Start Text block

I have many positive things from my mother...
A 'no quit' attitude.
I learned to never complain, and to work hard.
I learned to be honest with myself and others.
and believe it or not, I have developed many good character traits from living with an abusive father.
I learned to seperate my worth from another's opinion or actions.
I learned that whatever anyone thinks of my worth as a human being, my worth is not weighed by the value placed on me by the people who surround me.
My value is based on God's love for me.
That makes me a person of infinite worth.
I also developed self limiting beliefs...
Coming out of high school...there was the belief that college was for rich kids.
That a career in the arts was not a 'real job'.
For anything to be a real job, it had to be boring and hard and pay for shit.
I was taught that being feminine was 'wussy'.
To be 'equal' you had to be 'tough'.
So many of these things went against my true nature, that I supressed myself.
I am, by nature, a very sensitive person.
I like people.
For who they are...not the clothes they wear, not for the job they have or the car they drive...or the age they have attained or haven't attained.
In my mind, when I am looking at someone...whether it's an adult or a child...I see an individual and approach them that way.
YOu won't find me talking down to a child, or an elderly person, or a homeless person.
When I talk to people I want to hear from their heart and mind.
I want to know who they are...
And I want to judge them on their spirit....not their social status.
I do not feel the need to be validated in my life choices by people who have made similar life choices.
This makes me (and has made me) very different than many people over the years.
So I don't always fit in social settings.
I have never, not once wanted to discuss whether my car had a leather interior.
When the wholesale condemnation of an entire people group or activity comes winging my way in a conversation, I do my best to duck.
For by what measure you judge, you will be judged.

End Text block

→ Stated goal a: In the personal reflection, what did the writer learn to separate their worth from?

Start Dataset records

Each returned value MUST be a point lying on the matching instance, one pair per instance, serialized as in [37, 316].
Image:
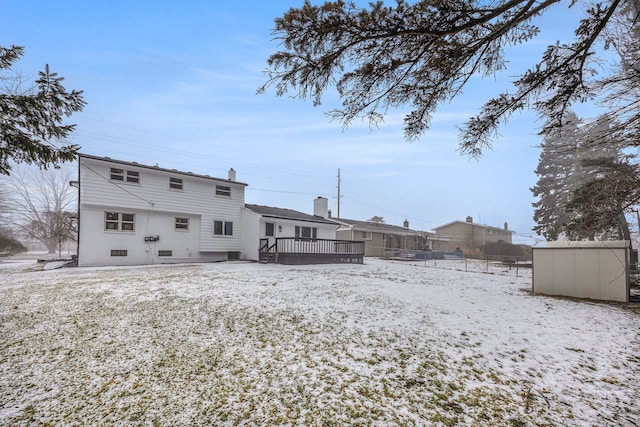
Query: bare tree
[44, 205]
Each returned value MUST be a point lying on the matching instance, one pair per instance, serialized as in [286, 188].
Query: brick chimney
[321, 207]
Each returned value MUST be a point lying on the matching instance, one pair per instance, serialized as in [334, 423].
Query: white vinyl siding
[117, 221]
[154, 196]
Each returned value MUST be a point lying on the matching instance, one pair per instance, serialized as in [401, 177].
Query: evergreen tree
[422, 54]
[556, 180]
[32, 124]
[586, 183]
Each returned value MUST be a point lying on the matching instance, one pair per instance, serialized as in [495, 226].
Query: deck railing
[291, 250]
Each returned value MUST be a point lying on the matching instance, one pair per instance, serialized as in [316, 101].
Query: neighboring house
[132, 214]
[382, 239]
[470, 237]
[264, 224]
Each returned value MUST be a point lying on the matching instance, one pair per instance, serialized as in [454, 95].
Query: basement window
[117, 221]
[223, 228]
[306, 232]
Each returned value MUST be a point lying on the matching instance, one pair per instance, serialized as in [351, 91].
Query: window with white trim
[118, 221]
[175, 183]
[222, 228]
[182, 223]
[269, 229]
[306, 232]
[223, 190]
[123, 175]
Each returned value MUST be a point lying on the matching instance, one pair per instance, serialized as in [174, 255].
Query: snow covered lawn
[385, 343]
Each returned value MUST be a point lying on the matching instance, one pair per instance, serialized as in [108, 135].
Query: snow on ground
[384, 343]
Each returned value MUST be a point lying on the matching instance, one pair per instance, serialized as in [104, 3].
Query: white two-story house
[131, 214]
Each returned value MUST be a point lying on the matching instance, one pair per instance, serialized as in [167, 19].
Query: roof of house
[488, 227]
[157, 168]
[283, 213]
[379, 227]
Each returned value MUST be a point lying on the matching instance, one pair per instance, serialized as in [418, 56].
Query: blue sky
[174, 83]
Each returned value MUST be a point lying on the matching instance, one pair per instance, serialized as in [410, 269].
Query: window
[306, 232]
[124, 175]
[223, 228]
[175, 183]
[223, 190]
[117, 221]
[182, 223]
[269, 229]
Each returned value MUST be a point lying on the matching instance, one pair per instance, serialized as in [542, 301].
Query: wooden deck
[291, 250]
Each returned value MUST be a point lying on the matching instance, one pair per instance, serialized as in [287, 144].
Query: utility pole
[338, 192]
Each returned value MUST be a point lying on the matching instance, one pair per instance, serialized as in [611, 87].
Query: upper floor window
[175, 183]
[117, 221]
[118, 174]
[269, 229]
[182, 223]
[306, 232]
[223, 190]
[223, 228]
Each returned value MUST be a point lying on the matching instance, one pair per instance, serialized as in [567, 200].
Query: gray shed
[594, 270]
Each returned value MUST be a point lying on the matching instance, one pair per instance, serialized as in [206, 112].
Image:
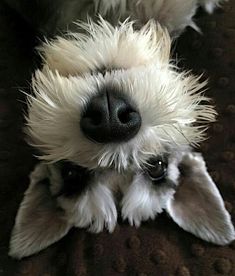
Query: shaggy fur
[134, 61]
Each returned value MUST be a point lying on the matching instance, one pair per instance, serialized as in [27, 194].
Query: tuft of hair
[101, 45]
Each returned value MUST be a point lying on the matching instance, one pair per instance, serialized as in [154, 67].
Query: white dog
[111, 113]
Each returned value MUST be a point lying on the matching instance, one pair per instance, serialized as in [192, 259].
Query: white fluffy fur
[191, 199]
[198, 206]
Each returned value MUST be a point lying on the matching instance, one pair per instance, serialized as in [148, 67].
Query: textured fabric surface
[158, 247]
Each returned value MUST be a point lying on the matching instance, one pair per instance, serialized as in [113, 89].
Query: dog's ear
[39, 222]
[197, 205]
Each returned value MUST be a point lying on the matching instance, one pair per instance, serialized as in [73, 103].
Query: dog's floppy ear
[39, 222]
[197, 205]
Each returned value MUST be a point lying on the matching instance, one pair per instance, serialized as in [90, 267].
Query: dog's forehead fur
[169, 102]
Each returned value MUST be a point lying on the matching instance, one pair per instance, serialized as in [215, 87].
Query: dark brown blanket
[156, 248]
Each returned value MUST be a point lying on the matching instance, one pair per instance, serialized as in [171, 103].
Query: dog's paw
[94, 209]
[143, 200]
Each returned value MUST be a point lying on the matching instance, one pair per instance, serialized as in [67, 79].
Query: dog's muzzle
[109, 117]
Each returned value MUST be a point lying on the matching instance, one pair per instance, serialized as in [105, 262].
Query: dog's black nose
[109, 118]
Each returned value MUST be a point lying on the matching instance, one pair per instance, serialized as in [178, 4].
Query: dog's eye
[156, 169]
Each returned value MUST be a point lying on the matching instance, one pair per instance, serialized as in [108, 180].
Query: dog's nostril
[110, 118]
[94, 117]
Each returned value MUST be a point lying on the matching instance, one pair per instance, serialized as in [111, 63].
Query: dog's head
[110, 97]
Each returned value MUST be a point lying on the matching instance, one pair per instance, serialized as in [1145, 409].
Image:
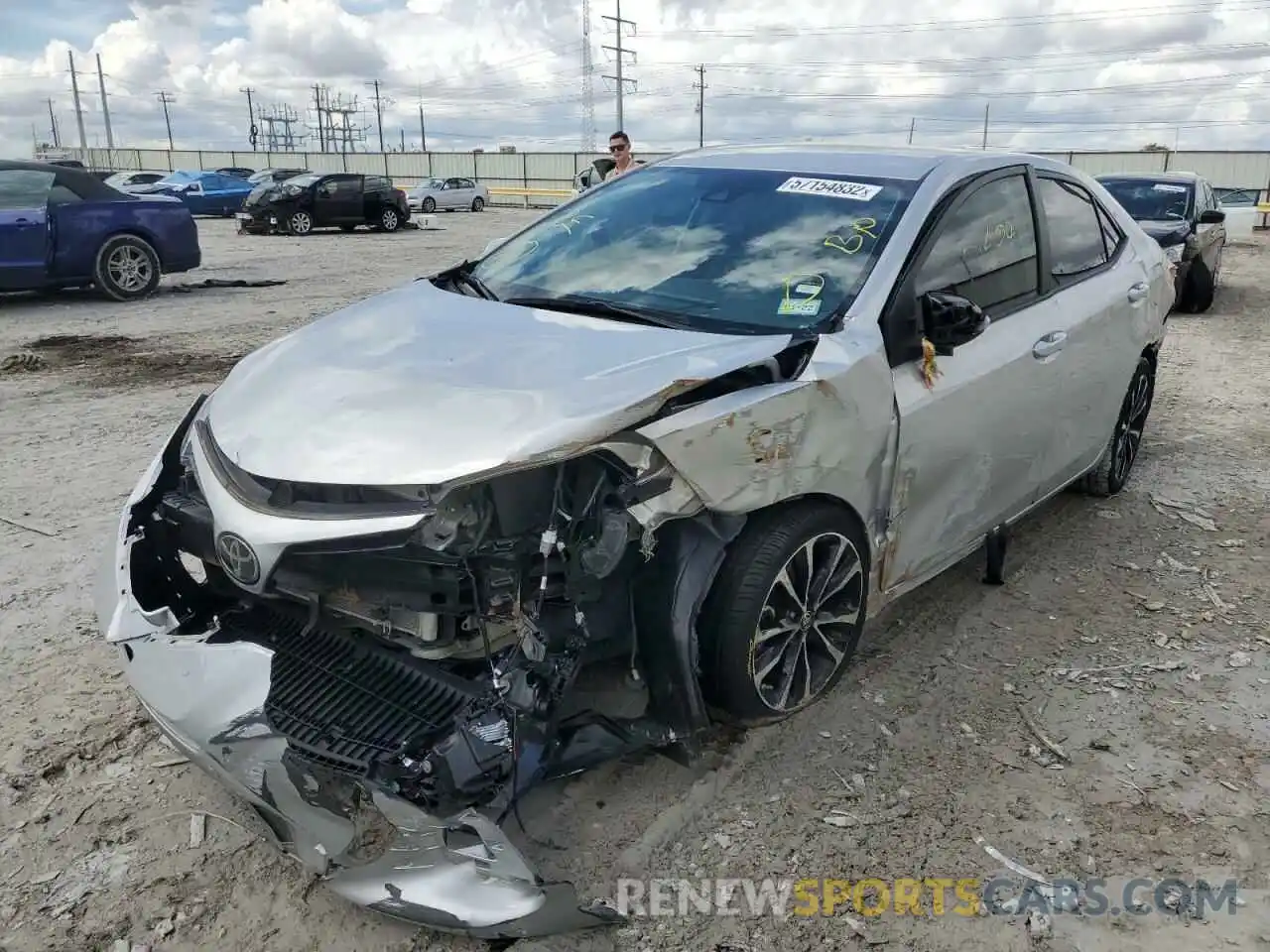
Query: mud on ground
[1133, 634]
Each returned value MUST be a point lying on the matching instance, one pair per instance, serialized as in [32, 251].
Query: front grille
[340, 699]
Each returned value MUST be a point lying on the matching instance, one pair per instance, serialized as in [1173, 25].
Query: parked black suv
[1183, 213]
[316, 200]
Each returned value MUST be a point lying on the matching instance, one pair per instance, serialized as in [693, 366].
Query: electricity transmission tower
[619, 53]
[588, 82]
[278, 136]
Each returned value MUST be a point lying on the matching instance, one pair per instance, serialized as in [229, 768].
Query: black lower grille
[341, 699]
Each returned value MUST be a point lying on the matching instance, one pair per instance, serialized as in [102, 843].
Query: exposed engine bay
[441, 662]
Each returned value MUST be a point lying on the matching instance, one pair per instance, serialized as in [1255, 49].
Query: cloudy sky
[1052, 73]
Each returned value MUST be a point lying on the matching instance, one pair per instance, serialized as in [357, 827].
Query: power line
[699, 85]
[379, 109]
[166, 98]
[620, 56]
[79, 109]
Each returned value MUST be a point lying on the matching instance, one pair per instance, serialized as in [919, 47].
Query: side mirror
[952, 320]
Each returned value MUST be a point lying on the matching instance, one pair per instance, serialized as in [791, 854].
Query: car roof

End Dataset records

→ Stated goal b: Rewrite the part of the entries that opens with the line containing "in [1255, 49]." and closes at the last line of the entries, replacing "Query" with "Label" and leaving everything else unchanged.

→ Problem solution a: Another's opinion or actions.

→ Problem solution b:
Each returned value MUST be a point lying on the matching instance, one pair per instance, serialized as in [1255, 49].
Label: cloudy sky
[1052, 73]
Each returned value MUST be a point lying on the matching instance, one pair per instance, serialized as in [357, 827].
Label: power line
[699, 85]
[379, 109]
[166, 98]
[620, 56]
[79, 109]
Each returned value MUST be a point lying on the matching instance, one pair per instance, serialized as in [919, 47].
Label: side mirror
[952, 320]
Each returned value MUST be a point lying on the matching instance, one pair per instance, serialized as in [791, 854].
Label: car roof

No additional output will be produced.